→ TASK GOAL: Your output should reproduce each entry exactly, with none of its pictures.

→ Dataset entries:
-=-=-
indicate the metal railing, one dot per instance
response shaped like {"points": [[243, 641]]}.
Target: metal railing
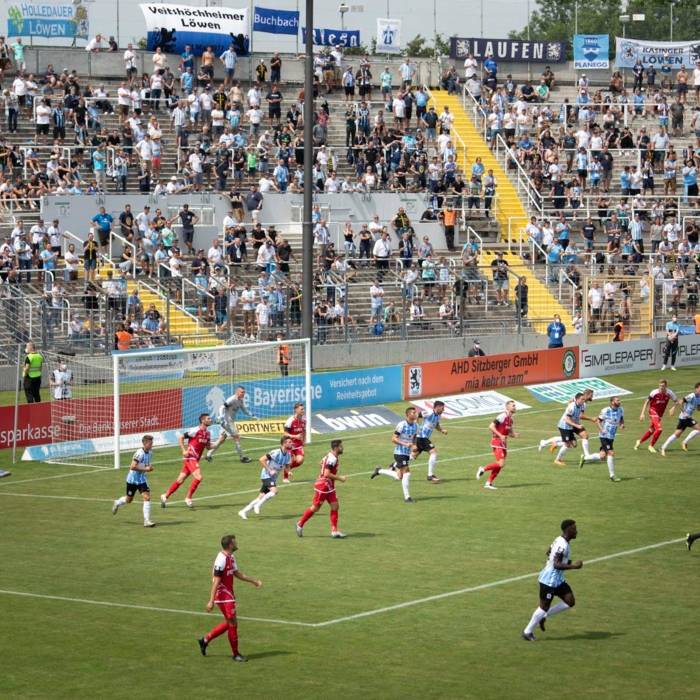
{"points": [[126, 244]]}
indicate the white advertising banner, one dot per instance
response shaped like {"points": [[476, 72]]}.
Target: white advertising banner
{"points": [[481, 403], [635, 355], [388, 36]]}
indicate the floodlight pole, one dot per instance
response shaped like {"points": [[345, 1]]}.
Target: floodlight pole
{"points": [[307, 232]]}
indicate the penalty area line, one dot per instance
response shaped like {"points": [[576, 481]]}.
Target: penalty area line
{"points": [[486, 586], [109, 604]]}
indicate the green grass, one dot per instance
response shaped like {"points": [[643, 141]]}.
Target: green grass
{"points": [[632, 634]]}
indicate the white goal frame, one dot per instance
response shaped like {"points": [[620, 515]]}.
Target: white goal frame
{"points": [[117, 357]]}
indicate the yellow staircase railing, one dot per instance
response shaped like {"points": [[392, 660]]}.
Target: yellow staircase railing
{"points": [[509, 210]]}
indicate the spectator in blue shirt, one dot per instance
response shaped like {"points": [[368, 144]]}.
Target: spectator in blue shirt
{"points": [[556, 331], [103, 225]]}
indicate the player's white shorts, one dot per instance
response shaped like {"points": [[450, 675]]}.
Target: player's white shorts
{"points": [[229, 427]]}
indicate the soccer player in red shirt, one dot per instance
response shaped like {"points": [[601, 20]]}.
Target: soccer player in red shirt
{"points": [[295, 428], [657, 402], [501, 428], [325, 490], [198, 440], [223, 573]]}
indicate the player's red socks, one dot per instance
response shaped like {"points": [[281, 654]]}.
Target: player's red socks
{"points": [[193, 487], [308, 514], [494, 469], [216, 632], [233, 638]]}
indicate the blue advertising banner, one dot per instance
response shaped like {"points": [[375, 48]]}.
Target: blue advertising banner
{"points": [[591, 51], [331, 37], [276, 397], [275, 21], [510, 50], [172, 27], [50, 20]]}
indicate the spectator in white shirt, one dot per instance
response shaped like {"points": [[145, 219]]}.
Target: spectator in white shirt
{"points": [[95, 45]]}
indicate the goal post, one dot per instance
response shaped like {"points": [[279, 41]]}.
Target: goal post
{"points": [[113, 401]]}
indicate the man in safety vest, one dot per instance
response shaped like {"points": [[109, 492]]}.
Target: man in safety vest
{"points": [[283, 355], [33, 363]]}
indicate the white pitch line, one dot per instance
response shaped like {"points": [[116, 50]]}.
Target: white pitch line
{"points": [[347, 618], [109, 604], [55, 476], [355, 436], [231, 493], [485, 586], [57, 498]]}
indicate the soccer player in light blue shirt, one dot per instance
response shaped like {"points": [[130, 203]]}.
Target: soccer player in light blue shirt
{"points": [[403, 439], [430, 422], [610, 420], [552, 580], [272, 464], [136, 480], [689, 404]]}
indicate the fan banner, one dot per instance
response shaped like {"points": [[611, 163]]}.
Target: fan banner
{"points": [[656, 53], [510, 50], [388, 35], [172, 27], [275, 21], [49, 20], [591, 51]]}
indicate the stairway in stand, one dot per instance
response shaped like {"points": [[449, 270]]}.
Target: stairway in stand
{"points": [[510, 210]]}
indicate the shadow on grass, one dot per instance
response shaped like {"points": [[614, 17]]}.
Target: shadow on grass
{"points": [[525, 486], [265, 654], [433, 498], [590, 635]]}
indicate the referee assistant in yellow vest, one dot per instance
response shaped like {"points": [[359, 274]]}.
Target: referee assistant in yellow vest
{"points": [[33, 363], [283, 356]]}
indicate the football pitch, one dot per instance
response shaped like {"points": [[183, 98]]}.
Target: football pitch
{"points": [[423, 600]]}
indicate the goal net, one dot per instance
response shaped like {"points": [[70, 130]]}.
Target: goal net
{"points": [[102, 406]]}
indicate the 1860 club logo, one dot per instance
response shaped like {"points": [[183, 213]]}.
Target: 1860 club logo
{"points": [[415, 381]]}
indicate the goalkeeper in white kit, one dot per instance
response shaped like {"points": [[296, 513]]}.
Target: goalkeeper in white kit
{"points": [[226, 418]]}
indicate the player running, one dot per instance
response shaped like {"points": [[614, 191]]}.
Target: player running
{"points": [[431, 421], [226, 418], [403, 439], [272, 463], [558, 441], [656, 402], [325, 490], [689, 404], [553, 580], [295, 428], [224, 571], [610, 420], [198, 439], [136, 480], [501, 428]]}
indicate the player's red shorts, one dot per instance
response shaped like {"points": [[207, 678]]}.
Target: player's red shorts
{"points": [[655, 421], [190, 465], [498, 447], [322, 494], [228, 609]]}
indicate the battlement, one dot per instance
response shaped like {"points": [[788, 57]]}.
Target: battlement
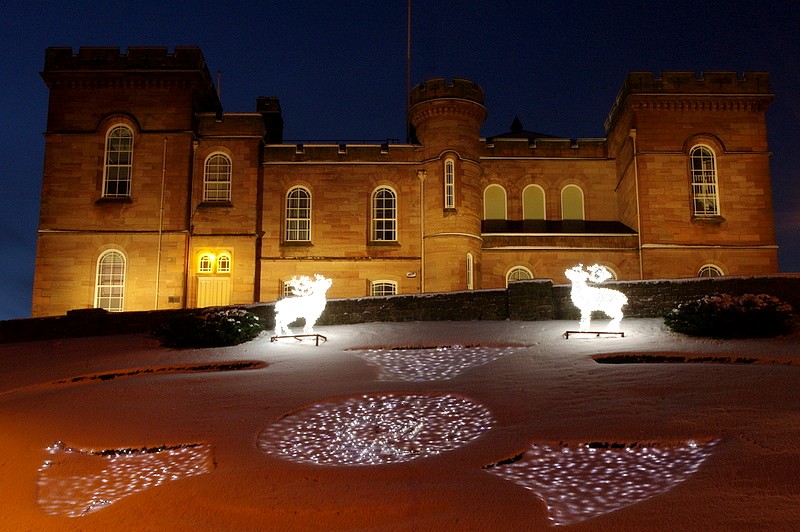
-=-=-
→ EXERCISE RESPONSE:
indicate the metal railing, one dot per instance
response shaped like {"points": [[243, 641]]}.
Target: metal railing
{"points": [[126, 244]]}
indicate the white advertising banner, one dot per instance
response shaped like {"points": [[476, 72]]}.
Target: white advertising banner
{"points": [[481, 403], [635, 355], [388, 36]]}
indicate the floodlight pole, one dot per instance
response shaped like {"points": [[345, 1]]}.
Target: floodlight pole
{"points": [[307, 232]]}
indicate the penalty area line, one dot per instance
response shaped like {"points": [[576, 481]]}.
Target: penalty area line
{"points": [[486, 586], [109, 604]]}
indicate the green grass, one dot per instance
response shaped like {"points": [[643, 141]]}.
Target: green grass
{"points": [[632, 634]]}
indicate the white goal frame, one dot per instance
response shaped like {"points": [[620, 515]]}.
Target: white goal frame
{"points": [[117, 357]]}
indicate the yellow staircase railing, one dot per instance
response shaped like {"points": [[392, 660]]}.
Target: yellow staircase railing
{"points": [[509, 210]]}
indicate the spectator in blue shirt, one dot per instance
response shaped like {"points": [[368, 144]]}.
Target: spectator in blue shirt
{"points": [[556, 331], [103, 225]]}
indicate the player's white shorts, one dot per instance
response shaped like {"points": [[450, 675]]}.
Target: player's white shorts
{"points": [[229, 427]]}
indicate the soccer player in red shirt, one dot per instance
response shaped like {"points": [[601, 20]]}.
Target: soccer player in red shirt
{"points": [[295, 428], [657, 402], [501, 428], [325, 490], [198, 440], [223, 573]]}
indicate the player's red socks, one dot per instance
response shaped like {"points": [[281, 654]]}.
Target: player's red socks
{"points": [[193, 487], [308, 514], [494, 469], [216, 632], [233, 638]]}
indicate the blue advertising banner, one dot per instance
response shaped like {"points": [[375, 48]]}.
Target: blue advertising banner
{"points": [[591, 51], [331, 37], [276, 397], [275, 21], [510, 50], [172, 27], [50, 20]]}
indicate the spectator in white shirt, one dot per instance
response shaped like {"points": [[145, 219]]}.
Target: spectator in white shirt
{"points": [[95, 45]]}
indicate the goal post, one dot per instance
response shaped like {"points": [[279, 41]]}.
Target: goal post
{"points": [[113, 401]]}
indicate the man in safety vest, one dot per instance
response shaped like {"points": [[109, 492]]}.
Target: man in safety vest
{"points": [[283, 355], [33, 363]]}
indicate the white pitch line, one dot per instance
response shaped like {"points": [[116, 50]]}.
Target: white pitch line
{"points": [[347, 618], [109, 604], [55, 476], [355, 436], [231, 493], [485, 586], [57, 498]]}
indicate the soccer player in light blue shirt, one dot per instance
response shaped like {"points": [[130, 203]]}.
Target: soccer player in light blue shirt
{"points": [[403, 439], [430, 422], [610, 420], [552, 580], [272, 464], [136, 480], [689, 404]]}
indicate the fan banner, one dot per instance
response shaped like {"points": [[611, 163]]}.
Target: fan banner
{"points": [[656, 53], [510, 50], [388, 35], [172, 27], [275, 21], [49, 20], [591, 51]]}
indicate the stairway in stand, one dot per instance
response shaped like {"points": [[449, 270]]}.
Target: stairway in stand
{"points": [[510, 210]]}
indicate the shadow on grass, one dot per instance
response shaped like {"points": [[614, 17]]}.
Target: shadow on grass
{"points": [[525, 486], [265, 654], [433, 498], [590, 635]]}
indicate the referee assistant in yellow vest, one dot per instance
response shaped like {"points": [[359, 274]]}.
Target: referee assistant in yellow vest
{"points": [[33, 363], [283, 356]]}
indicate the football pitch, one dot per instance
response shaped like {"points": [[183, 98]]}.
Target: football pitch
{"points": [[423, 600]]}
indicate the goal net, one dot per instance
response shaped like {"points": [[70, 130]]}.
Target: goal net
{"points": [[102, 406]]}
indicate the 1860 club logo, one dot per instance
response shaped like {"points": [[183, 213]]}.
Target: 1860 club logo
{"points": [[415, 381]]}
indicate the goalkeeper in white kit, one dot per instance
response shaped like {"points": [[296, 513]]}.
Target: goalkeeper in white kit
{"points": [[226, 418]]}
indicate the player running, one dot per instance
response shaped like {"points": [[614, 191]]}.
Target: player running
{"points": [[431, 421], [226, 418], [403, 439], [272, 463], [558, 441], [656, 402], [325, 490], [689, 404], [553, 580], [295, 428], [224, 571], [610, 420], [198, 439], [136, 480], [501, 428]]}
indicate the player's red shorts, one dot per instance
response shaped like {"points": [[207, 678]]}.
Target: player's red shorts
{"points": [[655, 421], [190, 465], [498, 447], [322, 494], [228, 609]]}
indicate the battlement, one dot per instance
response shaped like {"points": [[788, 57]]}.
Target: battlement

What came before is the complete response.